Stored items
_ _ _ _ _ _ _

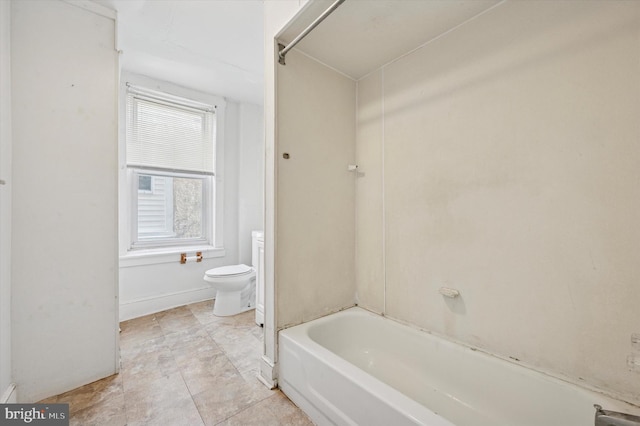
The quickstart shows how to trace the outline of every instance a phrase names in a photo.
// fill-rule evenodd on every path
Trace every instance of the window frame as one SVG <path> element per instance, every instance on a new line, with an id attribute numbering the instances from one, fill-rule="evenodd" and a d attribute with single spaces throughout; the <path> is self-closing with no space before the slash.
<path id="1" fill-rule="evenodd" d="M 167 94 L 169 98 L 182 98 L 193 100 L 196 103 L 203 103 L 215 108 L 215 132 L 214 132 L 214 171 L 211 177 L 209 195 L 210 212 L 207 216 L 209 222 L 209 240 L 204 244 L 184 245 L 180 240 L 176 244 L 166 245 L 143 245 L 137 244 L 132 248 L 132 231 L 134 223 L 134 206 L 132 205 L 132 177 L 129 167 L 127 167 L 126 145 L 127 145 L 127 107 L 126 100 L 128 87 L 134 85 L 137 88 L 152 88 L 150 91 Z M 176 253 L 185 251 L 202 251 L 205 259 L 223 257 L 226 255 L 224 248 L 224 212 L 225 212 L 225 179 L 223 178 L 225 169 L 225 122 L 227 101 L 223 97 L 211 95 L 193 89 L 157 80 L 140 74 L 123 71 L 121 74 L 119 87 L 119 253 L 120 267 L 132 267 L 141 265 L 152 265 L 159 263 L 172 263 L 175 261 Z M 137 208 L 137 206 L 135 206 Z M 137 217 L 135 219 L 137 221 Z M 192 241 L 195 242 L 195 241 Z"/>

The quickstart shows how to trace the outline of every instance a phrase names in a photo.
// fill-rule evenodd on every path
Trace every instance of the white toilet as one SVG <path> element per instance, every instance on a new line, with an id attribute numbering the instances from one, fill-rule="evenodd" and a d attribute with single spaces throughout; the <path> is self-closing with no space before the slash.
<path id="1" fill-rule="evenodd" d="M 256 259 L 251 261 L 256 263 Z M 241 264 L 209 269 L 204 273 L 204 280 L 216 290 L 214 315 L 228 317 L 255 309 L 256 270 L 251 266 Z"/>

_ _ _ _ _ _ _

Restate the records word for word and drop the images.

The quickstart shows how to trace the outline of every instance a phrase names in a photo.
// fill-rule evenodd on every path
Trace every instance of the window frame as one SVG <path> element per instance, every instance on a new line, with an id attribute numbering the instances from one, fill-rule="evenodd" and a d attribute with single spaces throughout; the <path> is self-closing with no space before the slash.
<path id="1" fill-rule="evenodd" d="M 167 94 L 169 98 L 182 98 L 193 100 L 196 103 L 203 103 L 215 108 L 215 132 L 214 132 L 214 171 L 211 177 L 209 195 L 210 212 L 207 216 L 209 222 L 209 240 L 204 244 L 184 245 L 180 240 L 176 244 L 166 245 L 143 245 L 137 244 L 132 248 L 132 231 L 134 223 L 134 206 L 132 205 L 132 177 L 129 167 L 127 167 L 126 145 L 127 145 L 127 107 L 126 100 L 128 87 L 134 85 L 137 88 L 152 88 L 150 91 Z M 176 253 L 185 251 L 202 251 L 205 259 L 223 257 L 226 255 L 224 248 L 224 212 L 225 212 L 225 179 L 223 178 L 225 169 L 225 122 L 227 101 L 223 97 L 211 95 L 193 89 L 157 80 L 140 74 L 123 71 L 121 74 L 119 87 L 119 253 L 120 267 L 132 267 L 141 265 L 152 265 L 159 263 L 172 263 L 175 261 Z M 137 208 L 137 206 L 135 206 Z M 137 217 L 135 219 L 137 221 Z M 192 241 L 195 242 L 195 241 Z"/>

The quickstart shows how to trace the outline of every instance a phrase names in a photo.
// fill-rule evenodd on every path
Trace every instance of the white toilet as one SVG <path> element per instance, every instance on a new line, with an id attribute numbering the instances from one, fill-rule="evenodd" and a d attribute with single spaces throughout; the <path> is self-closing with no space before the slash.
<path id="1" fill-rule="evenodd" d="M 256 259 L 251 261 L 256 263 Z M 241 264 L 209 269 L 204 273 L 204 280 L 216 290 L 214 315 L 228 317 L 255 309 L 256 270 L 251 266 Z"/>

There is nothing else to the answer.